▸ **Excerpted passage**
◇ ◇ ◇ ◇
Foods High in Omega-6 Fatty Acids

This category catches people off guard because it includes foods that seem harmless. Omega-6 fatty acids, found in vegetable oils (soybean, corn, sunflower), fried foods, instant noodles, and many packaged snacks, are a direct building block for pain-causing prostaglandins. When your progesterone drops at the start of your period, omega-6 fats stored in your cell membranes get released and enter the prostaglandin production cascade. The result is more uterine contractions, restricted blood flow to the uterus, and sharper pain.

Research on menstrual pain severity found that women with heavier symptoms had higher intakes of omega-6-rich foods like instant ramen and ice cream. The connection is straightforward: more omega-6 in your diet means more raw material for the compounds that cause cramps.
◇ ◇ ◇ ◇
Dataset entries
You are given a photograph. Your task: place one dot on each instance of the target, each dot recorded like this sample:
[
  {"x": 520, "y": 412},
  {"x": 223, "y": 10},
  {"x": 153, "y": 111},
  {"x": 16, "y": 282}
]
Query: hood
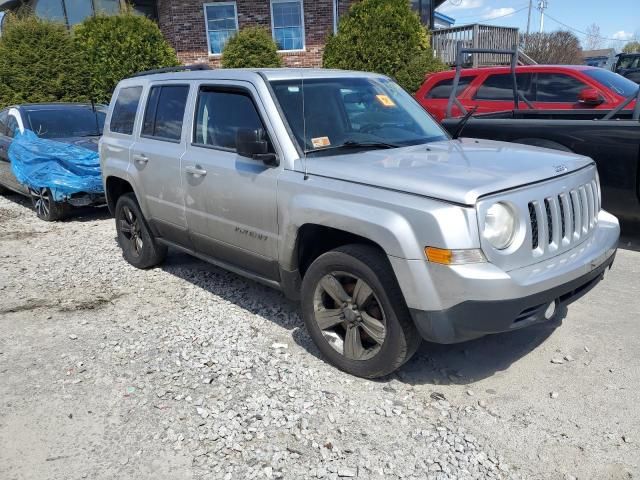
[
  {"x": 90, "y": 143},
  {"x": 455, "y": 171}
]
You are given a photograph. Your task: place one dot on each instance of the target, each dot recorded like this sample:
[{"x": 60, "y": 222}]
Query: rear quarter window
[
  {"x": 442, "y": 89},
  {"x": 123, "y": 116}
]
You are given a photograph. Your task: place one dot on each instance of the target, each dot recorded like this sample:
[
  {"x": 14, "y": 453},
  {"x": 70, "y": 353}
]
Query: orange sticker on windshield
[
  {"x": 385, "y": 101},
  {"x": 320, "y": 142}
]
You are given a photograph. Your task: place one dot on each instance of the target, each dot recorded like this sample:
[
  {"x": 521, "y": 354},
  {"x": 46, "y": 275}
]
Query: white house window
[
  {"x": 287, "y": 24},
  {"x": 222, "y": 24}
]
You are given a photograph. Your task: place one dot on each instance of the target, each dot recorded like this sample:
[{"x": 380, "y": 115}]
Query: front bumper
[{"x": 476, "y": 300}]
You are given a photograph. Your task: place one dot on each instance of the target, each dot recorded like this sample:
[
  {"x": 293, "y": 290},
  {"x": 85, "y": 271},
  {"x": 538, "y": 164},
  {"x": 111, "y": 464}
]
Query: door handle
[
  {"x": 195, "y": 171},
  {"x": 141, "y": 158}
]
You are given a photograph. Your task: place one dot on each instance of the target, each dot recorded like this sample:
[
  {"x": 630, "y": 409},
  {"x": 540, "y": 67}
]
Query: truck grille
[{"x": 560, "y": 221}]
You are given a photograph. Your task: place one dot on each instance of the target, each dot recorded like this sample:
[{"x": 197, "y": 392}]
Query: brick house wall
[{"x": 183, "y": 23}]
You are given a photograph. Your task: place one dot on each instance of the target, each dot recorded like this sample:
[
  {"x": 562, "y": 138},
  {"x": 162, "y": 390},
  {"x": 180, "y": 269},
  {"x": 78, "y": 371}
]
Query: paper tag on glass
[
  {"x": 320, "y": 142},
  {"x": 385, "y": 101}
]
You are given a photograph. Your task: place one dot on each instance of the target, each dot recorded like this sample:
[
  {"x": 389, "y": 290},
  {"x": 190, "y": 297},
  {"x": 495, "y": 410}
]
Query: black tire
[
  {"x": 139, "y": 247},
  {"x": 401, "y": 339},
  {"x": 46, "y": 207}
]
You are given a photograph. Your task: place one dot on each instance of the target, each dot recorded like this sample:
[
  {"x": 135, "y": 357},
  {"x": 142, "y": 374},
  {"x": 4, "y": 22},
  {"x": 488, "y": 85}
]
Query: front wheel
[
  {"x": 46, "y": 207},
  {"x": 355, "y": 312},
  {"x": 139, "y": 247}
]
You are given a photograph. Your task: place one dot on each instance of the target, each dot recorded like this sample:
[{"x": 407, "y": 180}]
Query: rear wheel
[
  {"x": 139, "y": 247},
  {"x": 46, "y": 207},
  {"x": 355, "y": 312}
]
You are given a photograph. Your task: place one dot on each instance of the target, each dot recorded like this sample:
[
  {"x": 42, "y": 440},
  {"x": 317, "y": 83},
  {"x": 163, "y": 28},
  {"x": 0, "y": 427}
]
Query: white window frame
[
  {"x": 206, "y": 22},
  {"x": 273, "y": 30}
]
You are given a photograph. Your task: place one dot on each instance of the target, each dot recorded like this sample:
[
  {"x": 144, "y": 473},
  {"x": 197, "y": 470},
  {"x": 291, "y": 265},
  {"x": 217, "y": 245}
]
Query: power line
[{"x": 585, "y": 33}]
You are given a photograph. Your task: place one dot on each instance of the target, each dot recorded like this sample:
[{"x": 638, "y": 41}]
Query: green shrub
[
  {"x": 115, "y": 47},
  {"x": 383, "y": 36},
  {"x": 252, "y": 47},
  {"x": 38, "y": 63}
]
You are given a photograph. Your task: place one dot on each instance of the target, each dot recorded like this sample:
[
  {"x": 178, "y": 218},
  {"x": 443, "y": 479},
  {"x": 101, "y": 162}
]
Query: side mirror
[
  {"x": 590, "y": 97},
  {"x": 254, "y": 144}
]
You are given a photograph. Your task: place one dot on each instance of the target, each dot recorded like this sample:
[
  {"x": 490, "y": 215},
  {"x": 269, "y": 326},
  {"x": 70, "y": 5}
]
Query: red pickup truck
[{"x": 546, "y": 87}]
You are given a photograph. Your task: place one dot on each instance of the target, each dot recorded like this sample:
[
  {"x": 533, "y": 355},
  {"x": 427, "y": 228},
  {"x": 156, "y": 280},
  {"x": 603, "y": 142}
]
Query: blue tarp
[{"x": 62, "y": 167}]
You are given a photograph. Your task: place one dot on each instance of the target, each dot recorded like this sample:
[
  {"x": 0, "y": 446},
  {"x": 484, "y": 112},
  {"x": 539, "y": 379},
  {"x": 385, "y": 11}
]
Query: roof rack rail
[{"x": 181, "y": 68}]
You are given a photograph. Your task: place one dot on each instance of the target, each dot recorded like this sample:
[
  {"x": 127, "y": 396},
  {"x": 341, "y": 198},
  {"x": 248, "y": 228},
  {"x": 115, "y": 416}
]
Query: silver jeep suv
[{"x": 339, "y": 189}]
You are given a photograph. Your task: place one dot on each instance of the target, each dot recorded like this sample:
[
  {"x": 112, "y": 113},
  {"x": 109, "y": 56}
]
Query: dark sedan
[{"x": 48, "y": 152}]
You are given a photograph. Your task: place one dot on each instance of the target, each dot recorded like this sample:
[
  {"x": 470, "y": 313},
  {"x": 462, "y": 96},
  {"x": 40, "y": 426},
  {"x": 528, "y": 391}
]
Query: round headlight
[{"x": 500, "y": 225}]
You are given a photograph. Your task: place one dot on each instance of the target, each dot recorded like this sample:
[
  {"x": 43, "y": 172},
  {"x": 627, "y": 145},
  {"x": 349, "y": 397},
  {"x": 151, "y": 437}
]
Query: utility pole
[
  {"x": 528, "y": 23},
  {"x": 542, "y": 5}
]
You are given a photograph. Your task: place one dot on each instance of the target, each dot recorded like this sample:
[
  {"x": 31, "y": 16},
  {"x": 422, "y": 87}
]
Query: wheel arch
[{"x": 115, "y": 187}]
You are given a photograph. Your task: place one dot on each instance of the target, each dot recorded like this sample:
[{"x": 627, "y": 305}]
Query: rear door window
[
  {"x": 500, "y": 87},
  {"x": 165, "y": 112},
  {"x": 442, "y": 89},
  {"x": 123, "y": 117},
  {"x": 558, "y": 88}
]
◇ ◇ ◇ ◇
Turn the paragraph of the omega-6 passage that begins "This category catches people off guard" into a short bulleted list that keeps its main facts.

- Some foods that seem harmless contain omega-6 fatty acids: vegetable oils (soybean, corn, sunflower), fried foods, instant noodles, and many packaged snacks.
- Omega-6 fats are a direct building block for pain-causing prostaglandins.
- When progesterone drops at the start of a period, omega-6 fats stored in cell membranes are released and enter prostaglandin production.
- This leads to more uterine contractions, restricted blood flow to the uterus, and sharper pain.